▶ [EXERCISE REQUIREMENTS] Repeat the lines below exactly, starting with the line that contains "Query: river" and going on through the line that contains "M 225 75 L 225".

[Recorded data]
.....

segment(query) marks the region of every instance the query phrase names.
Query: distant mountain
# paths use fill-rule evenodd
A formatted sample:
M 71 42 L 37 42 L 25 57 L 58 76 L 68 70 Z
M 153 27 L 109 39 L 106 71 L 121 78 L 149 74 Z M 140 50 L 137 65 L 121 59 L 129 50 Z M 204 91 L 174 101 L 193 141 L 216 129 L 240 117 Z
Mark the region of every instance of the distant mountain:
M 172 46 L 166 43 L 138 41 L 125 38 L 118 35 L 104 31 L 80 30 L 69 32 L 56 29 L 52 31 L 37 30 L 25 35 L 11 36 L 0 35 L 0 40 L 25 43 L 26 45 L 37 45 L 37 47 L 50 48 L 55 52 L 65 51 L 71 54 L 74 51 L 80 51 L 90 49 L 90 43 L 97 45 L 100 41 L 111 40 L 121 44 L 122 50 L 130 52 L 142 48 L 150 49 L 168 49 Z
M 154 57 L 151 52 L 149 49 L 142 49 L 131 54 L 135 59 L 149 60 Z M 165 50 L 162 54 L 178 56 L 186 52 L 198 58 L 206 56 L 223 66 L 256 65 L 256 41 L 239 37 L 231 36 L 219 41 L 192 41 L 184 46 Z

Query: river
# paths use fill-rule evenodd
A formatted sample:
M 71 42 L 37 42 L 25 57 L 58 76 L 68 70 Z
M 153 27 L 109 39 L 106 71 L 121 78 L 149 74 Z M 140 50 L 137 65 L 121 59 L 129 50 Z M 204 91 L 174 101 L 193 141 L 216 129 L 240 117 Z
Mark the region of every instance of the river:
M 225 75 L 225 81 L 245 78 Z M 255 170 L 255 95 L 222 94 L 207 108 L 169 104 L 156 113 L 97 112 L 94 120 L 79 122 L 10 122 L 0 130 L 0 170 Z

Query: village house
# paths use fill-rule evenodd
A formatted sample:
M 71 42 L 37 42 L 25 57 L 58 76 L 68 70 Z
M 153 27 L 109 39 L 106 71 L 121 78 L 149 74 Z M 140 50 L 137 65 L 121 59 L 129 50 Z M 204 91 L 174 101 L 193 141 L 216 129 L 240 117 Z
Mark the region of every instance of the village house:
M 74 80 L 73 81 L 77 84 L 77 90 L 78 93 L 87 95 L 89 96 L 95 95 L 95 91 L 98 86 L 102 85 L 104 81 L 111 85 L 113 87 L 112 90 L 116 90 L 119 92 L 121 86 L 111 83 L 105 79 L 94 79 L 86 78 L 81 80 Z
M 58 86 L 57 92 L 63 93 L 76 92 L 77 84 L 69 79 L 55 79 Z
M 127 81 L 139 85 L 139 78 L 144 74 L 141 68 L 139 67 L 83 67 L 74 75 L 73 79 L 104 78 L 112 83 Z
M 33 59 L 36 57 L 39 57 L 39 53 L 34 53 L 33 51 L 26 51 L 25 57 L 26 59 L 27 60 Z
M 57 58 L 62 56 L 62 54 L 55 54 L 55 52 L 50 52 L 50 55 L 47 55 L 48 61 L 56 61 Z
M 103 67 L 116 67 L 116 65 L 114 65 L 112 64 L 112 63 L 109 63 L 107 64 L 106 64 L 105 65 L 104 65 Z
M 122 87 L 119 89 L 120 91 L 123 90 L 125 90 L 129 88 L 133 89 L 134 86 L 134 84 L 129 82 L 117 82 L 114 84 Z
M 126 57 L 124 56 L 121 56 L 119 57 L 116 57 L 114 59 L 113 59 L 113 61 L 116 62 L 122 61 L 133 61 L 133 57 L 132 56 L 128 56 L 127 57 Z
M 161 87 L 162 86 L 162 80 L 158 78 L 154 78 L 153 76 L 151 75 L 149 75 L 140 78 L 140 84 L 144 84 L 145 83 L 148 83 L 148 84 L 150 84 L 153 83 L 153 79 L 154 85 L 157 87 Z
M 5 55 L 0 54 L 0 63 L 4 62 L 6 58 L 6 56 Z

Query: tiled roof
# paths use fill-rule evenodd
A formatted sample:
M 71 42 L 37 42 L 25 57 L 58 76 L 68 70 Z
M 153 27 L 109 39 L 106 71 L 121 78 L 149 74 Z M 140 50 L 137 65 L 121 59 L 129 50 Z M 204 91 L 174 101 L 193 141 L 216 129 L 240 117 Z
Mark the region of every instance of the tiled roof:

.....

▶ [COMPLETE OUTPUT]
Query: river
# paths use fill-rule evenodd
A formatted sample:
M 71 42 L 37 42 L 25 57 L 58 76 L 68 70 Z
M 153 27 L 109 39 L 106 71 L 121 78 L 149 74 Z M 140 50 L 137 65 L 121 59 L 129 50 Z M 204 91 L 174 101 L 193 141 L 216 129 L 240 117 Z
Mark the region of every instance of the river:
M 225 75 L 225 81 L 245 78 Z M 255 170 L 255 95 L 222 94 L 207 108 L 169 104 L 156 113 L 97 112 L 94 120 L 79 122 L 10 122 L 0 130 L 0 170 Z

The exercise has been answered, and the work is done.